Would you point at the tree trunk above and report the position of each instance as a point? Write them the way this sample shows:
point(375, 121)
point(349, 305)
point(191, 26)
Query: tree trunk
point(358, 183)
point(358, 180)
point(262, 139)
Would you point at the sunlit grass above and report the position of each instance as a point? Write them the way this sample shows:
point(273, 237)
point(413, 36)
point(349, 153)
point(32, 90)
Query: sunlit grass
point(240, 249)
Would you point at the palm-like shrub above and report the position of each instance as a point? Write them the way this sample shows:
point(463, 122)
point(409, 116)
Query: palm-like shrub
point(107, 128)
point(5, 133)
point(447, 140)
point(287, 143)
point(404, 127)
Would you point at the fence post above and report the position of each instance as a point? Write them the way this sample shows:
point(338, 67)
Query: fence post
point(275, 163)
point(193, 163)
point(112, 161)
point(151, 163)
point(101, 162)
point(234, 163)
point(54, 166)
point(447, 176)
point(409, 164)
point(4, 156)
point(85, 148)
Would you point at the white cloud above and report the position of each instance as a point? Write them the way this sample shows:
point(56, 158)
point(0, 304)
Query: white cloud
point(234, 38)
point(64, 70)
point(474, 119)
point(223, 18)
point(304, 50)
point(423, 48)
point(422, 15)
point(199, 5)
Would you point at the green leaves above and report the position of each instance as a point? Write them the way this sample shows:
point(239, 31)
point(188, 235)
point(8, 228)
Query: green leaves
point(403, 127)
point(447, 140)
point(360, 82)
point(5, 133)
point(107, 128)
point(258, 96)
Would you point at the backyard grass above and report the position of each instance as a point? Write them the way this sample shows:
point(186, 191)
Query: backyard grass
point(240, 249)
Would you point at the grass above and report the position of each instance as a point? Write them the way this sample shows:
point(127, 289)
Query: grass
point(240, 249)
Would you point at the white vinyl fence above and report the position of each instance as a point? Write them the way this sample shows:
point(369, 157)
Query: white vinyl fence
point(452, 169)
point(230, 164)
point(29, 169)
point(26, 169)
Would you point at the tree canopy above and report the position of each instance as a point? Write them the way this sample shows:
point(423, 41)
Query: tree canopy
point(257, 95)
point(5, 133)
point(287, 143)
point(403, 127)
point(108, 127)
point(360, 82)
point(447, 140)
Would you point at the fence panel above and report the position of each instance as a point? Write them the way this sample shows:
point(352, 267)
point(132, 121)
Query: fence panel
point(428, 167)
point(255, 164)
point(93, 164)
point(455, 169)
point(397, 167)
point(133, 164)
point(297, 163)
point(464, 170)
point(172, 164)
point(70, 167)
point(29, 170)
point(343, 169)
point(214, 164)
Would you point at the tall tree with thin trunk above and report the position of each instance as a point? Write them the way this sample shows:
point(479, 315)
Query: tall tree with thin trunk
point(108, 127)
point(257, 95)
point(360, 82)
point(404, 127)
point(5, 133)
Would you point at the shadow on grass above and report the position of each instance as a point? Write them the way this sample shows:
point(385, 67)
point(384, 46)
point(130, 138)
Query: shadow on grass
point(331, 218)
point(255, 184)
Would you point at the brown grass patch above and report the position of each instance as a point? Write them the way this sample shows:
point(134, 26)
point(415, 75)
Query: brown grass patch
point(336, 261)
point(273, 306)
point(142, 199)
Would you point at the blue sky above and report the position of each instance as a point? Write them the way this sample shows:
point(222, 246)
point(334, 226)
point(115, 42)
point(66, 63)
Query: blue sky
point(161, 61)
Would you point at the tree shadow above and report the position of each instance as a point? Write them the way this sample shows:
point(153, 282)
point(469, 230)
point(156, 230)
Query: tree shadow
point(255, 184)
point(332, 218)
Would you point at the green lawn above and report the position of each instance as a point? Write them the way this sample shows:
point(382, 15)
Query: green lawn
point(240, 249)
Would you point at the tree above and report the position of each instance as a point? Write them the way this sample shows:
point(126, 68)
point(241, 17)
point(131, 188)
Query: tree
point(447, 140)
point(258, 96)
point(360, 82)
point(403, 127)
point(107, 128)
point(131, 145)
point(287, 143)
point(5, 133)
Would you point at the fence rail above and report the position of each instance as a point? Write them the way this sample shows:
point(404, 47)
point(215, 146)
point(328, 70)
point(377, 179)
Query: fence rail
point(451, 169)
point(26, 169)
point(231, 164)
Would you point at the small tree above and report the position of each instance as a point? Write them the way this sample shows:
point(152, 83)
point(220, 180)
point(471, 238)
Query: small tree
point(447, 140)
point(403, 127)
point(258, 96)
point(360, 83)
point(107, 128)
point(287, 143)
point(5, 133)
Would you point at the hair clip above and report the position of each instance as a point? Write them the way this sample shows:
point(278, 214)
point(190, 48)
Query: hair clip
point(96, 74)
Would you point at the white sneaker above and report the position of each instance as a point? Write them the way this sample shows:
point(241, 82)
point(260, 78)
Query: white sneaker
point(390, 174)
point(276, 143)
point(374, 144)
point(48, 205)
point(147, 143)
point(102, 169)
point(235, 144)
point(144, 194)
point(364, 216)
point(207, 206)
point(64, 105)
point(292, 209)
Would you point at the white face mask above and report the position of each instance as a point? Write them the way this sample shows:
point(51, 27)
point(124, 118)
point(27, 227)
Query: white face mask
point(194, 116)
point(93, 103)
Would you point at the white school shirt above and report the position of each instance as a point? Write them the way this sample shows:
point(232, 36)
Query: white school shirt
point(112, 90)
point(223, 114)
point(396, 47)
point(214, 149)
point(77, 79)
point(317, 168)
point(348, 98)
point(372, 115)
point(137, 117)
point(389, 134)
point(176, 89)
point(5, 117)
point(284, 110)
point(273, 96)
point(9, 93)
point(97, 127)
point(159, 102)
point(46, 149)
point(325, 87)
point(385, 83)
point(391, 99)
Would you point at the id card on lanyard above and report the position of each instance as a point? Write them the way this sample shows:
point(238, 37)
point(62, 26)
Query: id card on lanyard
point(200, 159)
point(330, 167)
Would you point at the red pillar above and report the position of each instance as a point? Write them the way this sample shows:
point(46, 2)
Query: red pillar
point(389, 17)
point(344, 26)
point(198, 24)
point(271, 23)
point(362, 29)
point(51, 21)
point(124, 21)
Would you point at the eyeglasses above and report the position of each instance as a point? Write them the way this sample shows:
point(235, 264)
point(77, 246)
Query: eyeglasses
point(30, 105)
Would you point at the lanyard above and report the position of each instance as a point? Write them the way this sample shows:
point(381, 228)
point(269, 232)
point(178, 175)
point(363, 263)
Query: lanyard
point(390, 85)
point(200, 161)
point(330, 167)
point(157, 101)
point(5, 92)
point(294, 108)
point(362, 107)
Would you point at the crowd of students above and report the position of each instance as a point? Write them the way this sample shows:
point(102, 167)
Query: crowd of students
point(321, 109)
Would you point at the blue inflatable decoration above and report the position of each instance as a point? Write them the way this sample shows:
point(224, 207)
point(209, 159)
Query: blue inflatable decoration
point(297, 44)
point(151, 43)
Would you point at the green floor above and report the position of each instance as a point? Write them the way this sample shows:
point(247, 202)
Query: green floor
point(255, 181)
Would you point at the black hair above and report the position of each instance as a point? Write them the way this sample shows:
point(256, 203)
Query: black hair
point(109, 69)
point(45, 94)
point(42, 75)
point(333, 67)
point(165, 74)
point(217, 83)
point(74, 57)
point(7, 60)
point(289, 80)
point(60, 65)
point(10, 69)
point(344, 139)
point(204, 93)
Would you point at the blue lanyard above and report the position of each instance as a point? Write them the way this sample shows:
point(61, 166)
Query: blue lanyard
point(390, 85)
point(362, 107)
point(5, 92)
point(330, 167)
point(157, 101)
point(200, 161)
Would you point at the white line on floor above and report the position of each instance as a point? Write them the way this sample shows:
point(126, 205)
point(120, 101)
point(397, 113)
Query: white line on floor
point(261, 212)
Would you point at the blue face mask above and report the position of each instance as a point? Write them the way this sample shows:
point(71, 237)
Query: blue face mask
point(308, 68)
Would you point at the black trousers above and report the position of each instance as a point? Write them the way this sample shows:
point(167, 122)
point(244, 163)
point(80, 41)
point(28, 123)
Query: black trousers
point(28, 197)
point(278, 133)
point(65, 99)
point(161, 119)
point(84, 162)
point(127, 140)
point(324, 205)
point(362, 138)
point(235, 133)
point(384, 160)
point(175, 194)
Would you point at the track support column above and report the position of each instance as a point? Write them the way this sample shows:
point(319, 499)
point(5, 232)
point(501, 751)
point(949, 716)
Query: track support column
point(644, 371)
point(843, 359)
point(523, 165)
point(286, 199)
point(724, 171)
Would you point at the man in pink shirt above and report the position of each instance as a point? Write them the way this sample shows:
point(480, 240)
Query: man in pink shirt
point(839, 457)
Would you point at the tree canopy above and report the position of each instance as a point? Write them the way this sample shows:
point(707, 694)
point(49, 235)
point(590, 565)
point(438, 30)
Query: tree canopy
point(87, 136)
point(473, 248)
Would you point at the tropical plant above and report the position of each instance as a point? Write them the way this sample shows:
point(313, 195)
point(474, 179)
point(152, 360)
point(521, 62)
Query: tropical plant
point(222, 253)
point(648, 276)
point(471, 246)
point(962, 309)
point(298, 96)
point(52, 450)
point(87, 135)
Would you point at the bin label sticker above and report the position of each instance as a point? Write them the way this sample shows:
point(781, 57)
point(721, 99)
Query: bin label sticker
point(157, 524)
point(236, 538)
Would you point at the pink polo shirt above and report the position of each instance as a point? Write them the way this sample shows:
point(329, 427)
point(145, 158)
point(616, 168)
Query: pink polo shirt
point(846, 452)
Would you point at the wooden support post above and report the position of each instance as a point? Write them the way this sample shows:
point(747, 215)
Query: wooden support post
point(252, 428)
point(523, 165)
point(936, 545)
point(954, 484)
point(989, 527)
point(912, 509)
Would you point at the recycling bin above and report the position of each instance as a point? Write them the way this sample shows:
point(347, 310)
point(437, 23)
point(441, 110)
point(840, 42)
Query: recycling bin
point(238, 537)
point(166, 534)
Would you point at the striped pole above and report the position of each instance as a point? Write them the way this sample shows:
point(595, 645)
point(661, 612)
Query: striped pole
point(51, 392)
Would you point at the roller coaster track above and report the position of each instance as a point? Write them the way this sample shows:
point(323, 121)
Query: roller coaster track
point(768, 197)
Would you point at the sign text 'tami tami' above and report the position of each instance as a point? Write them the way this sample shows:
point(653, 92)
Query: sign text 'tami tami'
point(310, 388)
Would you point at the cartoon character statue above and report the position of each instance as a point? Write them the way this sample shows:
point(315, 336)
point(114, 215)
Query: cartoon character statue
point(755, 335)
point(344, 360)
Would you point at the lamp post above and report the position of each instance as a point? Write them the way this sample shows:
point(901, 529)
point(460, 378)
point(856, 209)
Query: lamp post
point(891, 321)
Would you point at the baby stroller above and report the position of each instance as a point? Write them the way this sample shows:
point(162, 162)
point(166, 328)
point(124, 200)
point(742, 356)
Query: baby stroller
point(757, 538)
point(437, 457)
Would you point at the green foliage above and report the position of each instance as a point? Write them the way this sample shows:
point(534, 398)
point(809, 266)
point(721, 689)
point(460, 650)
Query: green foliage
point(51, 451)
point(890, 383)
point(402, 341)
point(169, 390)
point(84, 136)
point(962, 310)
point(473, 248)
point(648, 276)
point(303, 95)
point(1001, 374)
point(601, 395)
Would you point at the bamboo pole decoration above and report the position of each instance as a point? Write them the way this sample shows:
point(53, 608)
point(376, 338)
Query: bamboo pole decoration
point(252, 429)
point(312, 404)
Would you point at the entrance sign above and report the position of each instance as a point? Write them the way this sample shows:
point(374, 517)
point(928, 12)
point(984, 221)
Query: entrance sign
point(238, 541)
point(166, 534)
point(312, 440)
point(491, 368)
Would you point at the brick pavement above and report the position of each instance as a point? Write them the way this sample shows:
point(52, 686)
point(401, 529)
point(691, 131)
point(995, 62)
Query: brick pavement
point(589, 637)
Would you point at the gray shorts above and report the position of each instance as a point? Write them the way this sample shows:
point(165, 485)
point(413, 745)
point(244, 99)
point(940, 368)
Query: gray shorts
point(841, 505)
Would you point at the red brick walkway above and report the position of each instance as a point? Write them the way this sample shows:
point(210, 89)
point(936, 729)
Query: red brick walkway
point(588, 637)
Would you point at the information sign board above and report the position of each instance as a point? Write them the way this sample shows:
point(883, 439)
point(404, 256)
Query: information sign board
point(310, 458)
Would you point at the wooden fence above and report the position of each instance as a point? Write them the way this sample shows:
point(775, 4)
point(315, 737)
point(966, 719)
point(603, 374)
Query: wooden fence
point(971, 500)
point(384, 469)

--- GIVEN REQUEST ---
Rewrite only the lines between the one containing "Would you point at the white face" and the one containing "point(93, 103)", inclusive. Keep the request lines and their sample points unchanged, and scale every coordinate in the answer points by 1.1, rounding to whole numbers with halves rounded up.

--- RESPONSE TO THE EXERCISE ---
Would you point at the white face mask above and report the position of each instance as a point? Write them the way this sample shows:
point(51, 27)
point(124, 118)
point(27, 227)
Query: white face mask
point(213, 128)
point(102, 113)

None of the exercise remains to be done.